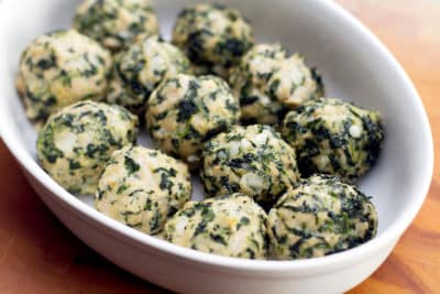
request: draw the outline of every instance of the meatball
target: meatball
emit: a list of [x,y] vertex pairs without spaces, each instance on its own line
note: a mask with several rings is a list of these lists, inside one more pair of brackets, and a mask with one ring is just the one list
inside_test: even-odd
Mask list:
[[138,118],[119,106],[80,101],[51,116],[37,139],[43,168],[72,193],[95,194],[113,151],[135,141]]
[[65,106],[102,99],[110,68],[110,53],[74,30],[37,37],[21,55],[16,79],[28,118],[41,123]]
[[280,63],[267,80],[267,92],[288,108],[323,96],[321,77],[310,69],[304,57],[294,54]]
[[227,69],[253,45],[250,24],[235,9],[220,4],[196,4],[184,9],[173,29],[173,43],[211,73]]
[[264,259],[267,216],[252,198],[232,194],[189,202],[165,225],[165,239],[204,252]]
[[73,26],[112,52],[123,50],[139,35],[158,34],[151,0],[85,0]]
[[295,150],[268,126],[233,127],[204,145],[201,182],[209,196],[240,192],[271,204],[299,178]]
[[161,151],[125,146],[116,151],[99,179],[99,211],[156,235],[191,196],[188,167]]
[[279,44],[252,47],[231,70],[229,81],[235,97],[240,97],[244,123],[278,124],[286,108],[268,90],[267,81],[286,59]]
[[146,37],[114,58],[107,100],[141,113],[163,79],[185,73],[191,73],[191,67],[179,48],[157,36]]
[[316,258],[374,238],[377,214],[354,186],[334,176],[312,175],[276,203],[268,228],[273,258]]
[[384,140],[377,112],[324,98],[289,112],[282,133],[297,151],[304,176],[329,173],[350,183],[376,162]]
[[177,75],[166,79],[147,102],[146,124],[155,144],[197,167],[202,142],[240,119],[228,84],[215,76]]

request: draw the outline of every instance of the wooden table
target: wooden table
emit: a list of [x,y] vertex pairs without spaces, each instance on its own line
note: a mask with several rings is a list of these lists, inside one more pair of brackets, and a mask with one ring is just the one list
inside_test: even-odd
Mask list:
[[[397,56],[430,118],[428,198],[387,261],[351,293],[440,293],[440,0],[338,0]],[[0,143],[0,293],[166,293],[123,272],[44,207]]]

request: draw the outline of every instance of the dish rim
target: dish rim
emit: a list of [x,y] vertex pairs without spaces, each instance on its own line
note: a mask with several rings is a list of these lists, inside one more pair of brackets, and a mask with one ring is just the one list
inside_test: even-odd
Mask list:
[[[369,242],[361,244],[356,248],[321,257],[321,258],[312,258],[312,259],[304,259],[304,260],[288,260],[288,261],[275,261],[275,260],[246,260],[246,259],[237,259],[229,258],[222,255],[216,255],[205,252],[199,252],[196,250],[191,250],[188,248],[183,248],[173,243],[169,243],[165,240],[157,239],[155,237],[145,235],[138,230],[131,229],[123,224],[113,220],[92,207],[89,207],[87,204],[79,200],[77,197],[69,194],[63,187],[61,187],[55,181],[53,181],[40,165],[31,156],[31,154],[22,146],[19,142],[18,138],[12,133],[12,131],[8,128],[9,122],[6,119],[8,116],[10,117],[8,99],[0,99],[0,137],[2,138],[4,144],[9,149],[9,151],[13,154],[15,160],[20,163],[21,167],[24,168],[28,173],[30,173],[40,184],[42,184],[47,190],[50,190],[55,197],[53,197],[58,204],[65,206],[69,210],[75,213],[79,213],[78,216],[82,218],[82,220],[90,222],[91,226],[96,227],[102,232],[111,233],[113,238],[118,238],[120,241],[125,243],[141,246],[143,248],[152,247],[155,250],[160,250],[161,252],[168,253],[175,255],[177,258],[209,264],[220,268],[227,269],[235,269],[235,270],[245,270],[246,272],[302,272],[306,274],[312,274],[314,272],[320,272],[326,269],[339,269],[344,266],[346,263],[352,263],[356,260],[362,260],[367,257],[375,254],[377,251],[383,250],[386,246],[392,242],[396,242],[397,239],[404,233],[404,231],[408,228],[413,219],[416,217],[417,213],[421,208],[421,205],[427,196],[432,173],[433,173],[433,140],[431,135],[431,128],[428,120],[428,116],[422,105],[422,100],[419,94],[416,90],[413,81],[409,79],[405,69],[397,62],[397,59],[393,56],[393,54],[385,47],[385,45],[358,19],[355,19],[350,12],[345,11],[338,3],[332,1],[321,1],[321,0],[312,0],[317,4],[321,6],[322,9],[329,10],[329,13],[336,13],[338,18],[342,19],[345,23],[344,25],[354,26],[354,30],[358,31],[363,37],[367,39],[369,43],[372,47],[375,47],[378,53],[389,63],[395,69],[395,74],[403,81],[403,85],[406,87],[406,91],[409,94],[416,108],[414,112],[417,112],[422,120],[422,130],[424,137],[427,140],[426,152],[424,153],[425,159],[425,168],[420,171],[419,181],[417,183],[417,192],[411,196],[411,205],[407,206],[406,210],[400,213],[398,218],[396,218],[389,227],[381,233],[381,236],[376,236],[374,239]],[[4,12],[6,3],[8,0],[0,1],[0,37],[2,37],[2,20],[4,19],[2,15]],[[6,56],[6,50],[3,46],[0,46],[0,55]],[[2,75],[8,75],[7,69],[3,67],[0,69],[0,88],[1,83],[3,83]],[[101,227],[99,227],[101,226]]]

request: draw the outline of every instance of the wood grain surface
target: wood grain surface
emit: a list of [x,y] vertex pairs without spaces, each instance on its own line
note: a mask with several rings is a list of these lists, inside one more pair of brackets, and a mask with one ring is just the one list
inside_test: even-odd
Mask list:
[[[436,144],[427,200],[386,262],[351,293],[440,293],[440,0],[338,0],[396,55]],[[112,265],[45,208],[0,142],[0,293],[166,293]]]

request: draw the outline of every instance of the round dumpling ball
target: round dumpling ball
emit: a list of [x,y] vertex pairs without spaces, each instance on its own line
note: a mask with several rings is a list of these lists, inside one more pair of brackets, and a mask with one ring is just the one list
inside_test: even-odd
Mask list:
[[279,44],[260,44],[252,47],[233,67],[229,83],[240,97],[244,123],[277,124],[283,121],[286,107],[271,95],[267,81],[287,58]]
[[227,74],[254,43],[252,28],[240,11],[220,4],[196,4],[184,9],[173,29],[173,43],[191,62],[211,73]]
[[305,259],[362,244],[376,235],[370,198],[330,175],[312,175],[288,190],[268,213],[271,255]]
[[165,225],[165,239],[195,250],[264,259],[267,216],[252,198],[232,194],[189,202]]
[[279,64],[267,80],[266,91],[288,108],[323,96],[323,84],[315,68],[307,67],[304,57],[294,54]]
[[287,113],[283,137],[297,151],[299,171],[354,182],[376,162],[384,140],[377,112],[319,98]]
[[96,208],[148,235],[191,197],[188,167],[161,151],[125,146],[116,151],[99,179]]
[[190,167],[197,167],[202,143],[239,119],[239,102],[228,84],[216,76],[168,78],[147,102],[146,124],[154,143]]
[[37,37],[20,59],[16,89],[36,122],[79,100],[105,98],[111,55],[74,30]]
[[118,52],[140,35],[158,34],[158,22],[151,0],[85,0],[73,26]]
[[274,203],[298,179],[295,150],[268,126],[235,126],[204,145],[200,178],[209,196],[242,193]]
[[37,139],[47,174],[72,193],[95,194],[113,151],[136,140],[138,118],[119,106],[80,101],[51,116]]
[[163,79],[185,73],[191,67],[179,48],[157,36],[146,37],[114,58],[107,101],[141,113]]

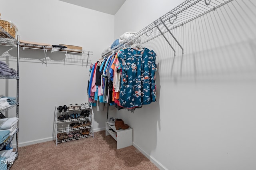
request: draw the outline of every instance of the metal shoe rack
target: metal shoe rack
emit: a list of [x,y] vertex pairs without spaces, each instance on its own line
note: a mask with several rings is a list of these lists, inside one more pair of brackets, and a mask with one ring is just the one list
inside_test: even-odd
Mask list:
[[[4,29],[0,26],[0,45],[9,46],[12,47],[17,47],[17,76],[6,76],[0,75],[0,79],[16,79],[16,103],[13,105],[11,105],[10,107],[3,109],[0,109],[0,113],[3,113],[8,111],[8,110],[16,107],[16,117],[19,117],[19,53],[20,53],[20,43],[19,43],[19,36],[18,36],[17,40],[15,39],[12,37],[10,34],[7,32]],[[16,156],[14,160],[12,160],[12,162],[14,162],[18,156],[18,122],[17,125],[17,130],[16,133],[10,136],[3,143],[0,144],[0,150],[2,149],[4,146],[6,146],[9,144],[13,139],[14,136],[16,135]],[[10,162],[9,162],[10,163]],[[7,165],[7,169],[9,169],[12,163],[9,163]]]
————
Turn everything from the line containing "request: draw the outline of every instance of the metal" down to the end of the items into a Markdown table with the columns Row and Line. Number each line in the Row column and leave out blank lines.

| Row | Line |
|---|---|
| 1 | request: draw the outline of every instance of the metal shoe rack |
| 2 | target: metal shoe rack |
| 3 | emit: a list of [x,y] vertex pairs without spaces, each instance on its own line |
| 4 | note: a mask with several rings is a list of these lists, inside one more pair of brackets, and a mask with one ring is just the one list |
| 5 | inside_test: even-odd |
| 6 | Mask list: |
| 7 | [[[4,29],[0,26],[0,45],[9,46],[12,47],[17,47],[17,76],[6,76],[0,75],[0,79],[16,79],[16,103],[13,105],[11,105],[10,107],[3,109],[0,109],[0,113],[3,113],[8,111],[8,110],[16,107],[16,117],[19,117],[19,53],[20,53],[20,43],[19,43],[19,36],[18,36],[17,40],[15,39],[12,37],[10,34],[7,32]],[[16,156],[14,160],[12,160],[12,162],[14,162],[18,156],[18,122],[17,125],[17,130],[16,133],[10,136],[3,143],[0,144],[0,150],[2,149],[4,146],[6,146],[9,144],[13,139],[14,136],[16,135]],[[10,162],[9,162],[10,163]],[[7,165],[7,169],[9,169],[12,163],[9,163]]] |